* [DATA RECORDS]
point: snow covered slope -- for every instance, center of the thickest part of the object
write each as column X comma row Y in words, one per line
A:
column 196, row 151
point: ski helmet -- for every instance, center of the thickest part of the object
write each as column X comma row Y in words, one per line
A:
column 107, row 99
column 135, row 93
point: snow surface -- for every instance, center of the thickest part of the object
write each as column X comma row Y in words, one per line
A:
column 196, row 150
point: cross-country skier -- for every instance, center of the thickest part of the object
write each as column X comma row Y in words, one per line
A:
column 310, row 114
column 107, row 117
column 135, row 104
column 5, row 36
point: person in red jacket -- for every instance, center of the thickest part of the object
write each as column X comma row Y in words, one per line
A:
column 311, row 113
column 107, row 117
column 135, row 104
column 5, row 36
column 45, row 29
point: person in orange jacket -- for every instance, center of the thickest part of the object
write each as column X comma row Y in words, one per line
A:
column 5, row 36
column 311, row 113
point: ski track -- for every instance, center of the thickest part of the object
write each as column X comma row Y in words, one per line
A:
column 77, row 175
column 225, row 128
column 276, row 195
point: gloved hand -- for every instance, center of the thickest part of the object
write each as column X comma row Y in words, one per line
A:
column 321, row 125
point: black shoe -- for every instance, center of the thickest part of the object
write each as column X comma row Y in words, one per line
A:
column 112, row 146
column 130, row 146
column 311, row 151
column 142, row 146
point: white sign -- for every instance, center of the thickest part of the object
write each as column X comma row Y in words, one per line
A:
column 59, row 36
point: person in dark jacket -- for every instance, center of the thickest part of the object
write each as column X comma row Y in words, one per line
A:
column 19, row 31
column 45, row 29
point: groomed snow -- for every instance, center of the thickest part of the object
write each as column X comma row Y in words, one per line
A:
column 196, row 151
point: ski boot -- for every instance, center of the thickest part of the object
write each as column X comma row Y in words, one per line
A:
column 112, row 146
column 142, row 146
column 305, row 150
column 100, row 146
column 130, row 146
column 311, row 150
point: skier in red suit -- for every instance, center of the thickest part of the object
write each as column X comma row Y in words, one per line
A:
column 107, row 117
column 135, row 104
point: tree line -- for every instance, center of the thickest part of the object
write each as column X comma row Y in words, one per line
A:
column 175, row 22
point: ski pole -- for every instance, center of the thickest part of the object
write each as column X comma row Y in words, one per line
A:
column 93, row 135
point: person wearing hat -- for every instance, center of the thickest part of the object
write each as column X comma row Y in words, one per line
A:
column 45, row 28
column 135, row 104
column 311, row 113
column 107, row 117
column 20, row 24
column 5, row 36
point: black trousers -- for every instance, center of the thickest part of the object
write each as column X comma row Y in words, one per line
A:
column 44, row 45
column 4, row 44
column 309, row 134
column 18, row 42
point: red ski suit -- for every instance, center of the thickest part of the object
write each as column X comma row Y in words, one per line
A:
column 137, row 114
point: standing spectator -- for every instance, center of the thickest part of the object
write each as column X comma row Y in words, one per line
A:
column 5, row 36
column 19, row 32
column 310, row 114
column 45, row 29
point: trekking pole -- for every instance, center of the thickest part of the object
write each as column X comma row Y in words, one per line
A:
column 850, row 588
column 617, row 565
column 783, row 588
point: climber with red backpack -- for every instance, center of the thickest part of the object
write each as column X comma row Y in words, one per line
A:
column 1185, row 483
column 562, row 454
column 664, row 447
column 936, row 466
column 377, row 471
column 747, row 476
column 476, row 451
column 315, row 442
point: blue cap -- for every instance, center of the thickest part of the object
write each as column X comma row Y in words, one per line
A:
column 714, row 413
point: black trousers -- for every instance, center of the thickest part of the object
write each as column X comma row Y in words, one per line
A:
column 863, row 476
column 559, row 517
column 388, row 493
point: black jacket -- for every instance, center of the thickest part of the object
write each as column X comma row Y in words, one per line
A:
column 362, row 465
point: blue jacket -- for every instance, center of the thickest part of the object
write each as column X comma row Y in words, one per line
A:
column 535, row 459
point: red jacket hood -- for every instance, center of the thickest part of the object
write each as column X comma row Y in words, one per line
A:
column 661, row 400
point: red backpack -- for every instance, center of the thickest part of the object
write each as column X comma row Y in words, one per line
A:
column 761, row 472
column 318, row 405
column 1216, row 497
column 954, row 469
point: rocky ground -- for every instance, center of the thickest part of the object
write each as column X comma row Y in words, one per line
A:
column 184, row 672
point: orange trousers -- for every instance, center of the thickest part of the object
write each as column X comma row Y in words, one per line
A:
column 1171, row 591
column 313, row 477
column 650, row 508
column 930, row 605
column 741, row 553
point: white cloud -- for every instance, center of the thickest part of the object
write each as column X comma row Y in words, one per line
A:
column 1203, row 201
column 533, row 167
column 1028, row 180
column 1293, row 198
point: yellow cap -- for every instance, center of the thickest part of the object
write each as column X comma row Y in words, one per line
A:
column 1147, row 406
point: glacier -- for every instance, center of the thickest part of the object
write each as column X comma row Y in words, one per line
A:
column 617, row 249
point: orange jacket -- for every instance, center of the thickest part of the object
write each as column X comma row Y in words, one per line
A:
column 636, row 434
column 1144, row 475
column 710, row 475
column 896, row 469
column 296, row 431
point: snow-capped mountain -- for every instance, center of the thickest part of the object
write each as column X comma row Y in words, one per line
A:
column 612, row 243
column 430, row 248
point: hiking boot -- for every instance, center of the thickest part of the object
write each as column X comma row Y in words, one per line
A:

* [WHAT YOU SHOULD DO] Find the word "person" in the entries, and copy every line it shows up in.

* [TASK ANSWER]
point: person in red jacket -- for every instance, center of the thickest part of the object
point: person in orange jacket -- for every instance, center of the thickest part of the object
point: person in dark jacket -- for every instance, center of the thickest part of the object
point: person wearing hat -- for every instance, center of the thickest part of the object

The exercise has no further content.